§ **YOUR OBJECTIVE**:
Search the data below, and report every line in which "stripe" occurs.
━━━
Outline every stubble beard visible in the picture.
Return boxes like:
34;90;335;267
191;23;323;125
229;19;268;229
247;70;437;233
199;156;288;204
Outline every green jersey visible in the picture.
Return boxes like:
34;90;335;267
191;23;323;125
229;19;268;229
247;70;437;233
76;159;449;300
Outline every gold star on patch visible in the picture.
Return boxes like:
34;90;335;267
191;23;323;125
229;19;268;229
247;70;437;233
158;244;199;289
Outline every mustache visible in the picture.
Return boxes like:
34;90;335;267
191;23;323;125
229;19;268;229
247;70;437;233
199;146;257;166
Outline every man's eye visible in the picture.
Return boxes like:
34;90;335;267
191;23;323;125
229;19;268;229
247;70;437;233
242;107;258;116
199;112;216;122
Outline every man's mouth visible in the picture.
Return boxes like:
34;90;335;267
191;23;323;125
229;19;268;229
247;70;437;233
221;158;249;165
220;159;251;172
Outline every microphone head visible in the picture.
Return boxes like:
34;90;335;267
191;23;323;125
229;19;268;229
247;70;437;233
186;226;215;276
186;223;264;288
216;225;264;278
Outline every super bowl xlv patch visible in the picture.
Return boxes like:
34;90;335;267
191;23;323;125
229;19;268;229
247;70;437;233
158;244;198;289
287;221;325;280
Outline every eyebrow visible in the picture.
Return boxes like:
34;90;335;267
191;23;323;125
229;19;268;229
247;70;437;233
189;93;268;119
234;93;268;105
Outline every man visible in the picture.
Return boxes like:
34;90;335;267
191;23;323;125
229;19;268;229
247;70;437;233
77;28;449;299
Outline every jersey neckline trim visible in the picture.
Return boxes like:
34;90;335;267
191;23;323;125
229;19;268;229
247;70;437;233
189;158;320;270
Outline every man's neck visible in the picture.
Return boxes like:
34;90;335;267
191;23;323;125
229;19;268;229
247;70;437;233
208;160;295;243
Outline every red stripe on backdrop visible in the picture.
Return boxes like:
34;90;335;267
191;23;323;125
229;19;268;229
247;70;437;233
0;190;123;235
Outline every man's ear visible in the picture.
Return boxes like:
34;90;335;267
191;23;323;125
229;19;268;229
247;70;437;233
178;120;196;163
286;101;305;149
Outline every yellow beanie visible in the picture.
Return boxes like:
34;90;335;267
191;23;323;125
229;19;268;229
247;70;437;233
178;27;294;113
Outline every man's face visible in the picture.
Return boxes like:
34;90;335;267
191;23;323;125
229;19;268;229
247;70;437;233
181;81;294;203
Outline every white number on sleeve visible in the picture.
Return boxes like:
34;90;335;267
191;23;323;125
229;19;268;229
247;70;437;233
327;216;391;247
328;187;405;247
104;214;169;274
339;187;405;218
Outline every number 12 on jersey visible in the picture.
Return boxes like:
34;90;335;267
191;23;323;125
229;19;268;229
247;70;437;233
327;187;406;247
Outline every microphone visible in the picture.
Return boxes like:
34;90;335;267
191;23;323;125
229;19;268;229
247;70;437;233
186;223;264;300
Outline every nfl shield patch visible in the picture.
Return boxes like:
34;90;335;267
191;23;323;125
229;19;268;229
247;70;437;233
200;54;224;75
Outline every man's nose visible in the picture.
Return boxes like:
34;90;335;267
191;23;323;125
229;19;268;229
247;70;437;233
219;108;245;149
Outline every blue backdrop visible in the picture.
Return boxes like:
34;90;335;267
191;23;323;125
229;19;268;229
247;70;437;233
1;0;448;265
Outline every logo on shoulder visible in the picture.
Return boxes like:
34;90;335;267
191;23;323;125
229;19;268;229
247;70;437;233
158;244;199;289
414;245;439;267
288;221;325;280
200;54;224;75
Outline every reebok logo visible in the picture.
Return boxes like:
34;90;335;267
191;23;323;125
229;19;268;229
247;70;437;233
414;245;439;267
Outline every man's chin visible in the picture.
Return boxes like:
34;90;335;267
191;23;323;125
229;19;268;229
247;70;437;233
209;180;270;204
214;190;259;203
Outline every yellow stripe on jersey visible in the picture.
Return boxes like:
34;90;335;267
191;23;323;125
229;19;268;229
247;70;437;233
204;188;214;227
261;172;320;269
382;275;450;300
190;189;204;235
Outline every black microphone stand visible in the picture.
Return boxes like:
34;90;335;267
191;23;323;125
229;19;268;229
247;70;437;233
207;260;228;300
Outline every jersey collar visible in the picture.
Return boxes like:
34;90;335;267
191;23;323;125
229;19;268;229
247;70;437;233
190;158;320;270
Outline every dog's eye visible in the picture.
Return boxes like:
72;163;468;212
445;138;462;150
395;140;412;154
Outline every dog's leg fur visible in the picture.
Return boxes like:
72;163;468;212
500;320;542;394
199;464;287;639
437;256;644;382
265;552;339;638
━━━
§ **WRITTEN RESPONSE**:
Outline every red stripe on backdrop visible in the picture.
Outline every yellow stripe on jersey visible in the picture.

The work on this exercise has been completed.